* Text
• • • •

Section 8 – TERM AND TERMINATION

1.    Services Term (Month to Month). Where the Order Form indicates that this Agreement is entered into on a month to month basis, the Services Term commences on the Deployment Date and continues unless terminated as provided herein.

2.    Services Term (12, 24 and 36 month). Where the Order Form indicates that this Agreement is entered into on a 12 month, 24 month or 36 month basis, the Services Term commences on the Deployment Date and continues for the period indicated and shall be subject to automatical renewal for the same period, and so on unless terminated as provided herein by either party with written notice on or before the 25th day prior to the expiration of the then current renewal term.

• • • •

* Entries supplied
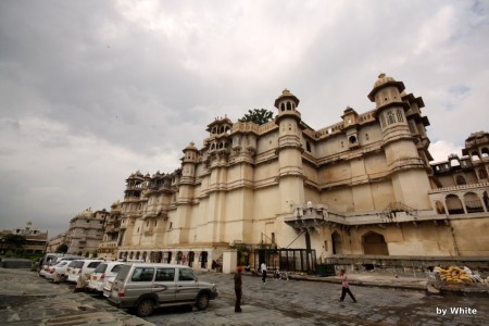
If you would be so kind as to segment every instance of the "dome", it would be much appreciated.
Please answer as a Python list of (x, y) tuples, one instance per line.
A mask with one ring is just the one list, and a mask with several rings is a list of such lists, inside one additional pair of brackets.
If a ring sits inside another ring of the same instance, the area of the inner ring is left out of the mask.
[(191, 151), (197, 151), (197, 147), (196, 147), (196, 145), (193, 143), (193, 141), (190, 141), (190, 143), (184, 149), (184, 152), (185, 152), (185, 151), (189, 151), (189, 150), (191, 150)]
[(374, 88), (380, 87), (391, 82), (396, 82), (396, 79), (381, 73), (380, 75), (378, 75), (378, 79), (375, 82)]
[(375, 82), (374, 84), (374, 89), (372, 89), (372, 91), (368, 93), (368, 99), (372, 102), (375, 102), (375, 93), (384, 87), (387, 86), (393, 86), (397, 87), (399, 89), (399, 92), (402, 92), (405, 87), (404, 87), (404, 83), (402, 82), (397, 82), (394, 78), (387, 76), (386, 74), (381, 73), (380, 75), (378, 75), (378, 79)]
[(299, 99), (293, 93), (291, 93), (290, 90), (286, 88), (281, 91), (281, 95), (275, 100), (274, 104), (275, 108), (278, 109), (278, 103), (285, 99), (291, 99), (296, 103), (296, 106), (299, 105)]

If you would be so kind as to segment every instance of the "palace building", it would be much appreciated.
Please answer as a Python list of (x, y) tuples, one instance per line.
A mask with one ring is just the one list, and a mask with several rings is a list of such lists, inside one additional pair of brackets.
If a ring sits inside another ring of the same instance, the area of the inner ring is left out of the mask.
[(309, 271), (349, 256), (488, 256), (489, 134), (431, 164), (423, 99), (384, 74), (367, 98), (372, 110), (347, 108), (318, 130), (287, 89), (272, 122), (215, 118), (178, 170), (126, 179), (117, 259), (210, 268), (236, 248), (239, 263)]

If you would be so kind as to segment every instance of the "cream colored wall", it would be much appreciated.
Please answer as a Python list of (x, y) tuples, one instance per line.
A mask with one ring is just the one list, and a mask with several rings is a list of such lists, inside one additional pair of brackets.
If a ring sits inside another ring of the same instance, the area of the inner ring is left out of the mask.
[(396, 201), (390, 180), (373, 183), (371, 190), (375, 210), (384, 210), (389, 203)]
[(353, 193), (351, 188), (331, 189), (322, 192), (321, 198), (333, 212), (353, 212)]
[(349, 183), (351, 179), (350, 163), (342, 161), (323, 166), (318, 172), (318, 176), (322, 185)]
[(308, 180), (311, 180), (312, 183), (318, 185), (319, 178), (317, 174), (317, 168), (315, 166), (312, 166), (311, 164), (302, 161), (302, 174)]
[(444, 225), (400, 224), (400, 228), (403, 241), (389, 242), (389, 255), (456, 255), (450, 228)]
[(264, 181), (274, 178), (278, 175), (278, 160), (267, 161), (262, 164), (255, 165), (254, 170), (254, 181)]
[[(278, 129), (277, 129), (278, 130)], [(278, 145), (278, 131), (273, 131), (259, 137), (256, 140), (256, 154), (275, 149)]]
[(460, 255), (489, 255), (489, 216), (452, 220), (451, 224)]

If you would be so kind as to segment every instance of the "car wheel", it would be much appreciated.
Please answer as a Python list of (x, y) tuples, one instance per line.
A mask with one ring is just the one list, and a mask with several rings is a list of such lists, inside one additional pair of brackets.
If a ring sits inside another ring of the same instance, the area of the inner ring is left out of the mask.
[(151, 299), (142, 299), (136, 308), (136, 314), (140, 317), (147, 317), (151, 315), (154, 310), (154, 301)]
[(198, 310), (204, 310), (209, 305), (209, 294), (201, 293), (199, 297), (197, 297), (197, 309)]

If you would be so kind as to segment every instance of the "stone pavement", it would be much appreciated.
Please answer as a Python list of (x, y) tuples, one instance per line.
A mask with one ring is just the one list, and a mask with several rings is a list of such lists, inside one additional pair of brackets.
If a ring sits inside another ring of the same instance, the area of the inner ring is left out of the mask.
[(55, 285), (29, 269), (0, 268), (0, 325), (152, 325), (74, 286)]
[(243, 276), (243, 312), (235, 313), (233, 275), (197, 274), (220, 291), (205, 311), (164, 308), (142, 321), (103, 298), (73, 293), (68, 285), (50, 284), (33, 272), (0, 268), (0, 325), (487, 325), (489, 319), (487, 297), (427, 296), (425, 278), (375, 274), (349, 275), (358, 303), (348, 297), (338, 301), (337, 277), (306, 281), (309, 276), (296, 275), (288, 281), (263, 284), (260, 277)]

• • • •

* Description of the task
Please give the deadline, according to the term and termination section, for written notice to stop a 12, 24 or 36 month Services Term from renewing automatically.

* Exercise result
On or before the 25th day prior to the expiration of the then current renewal term.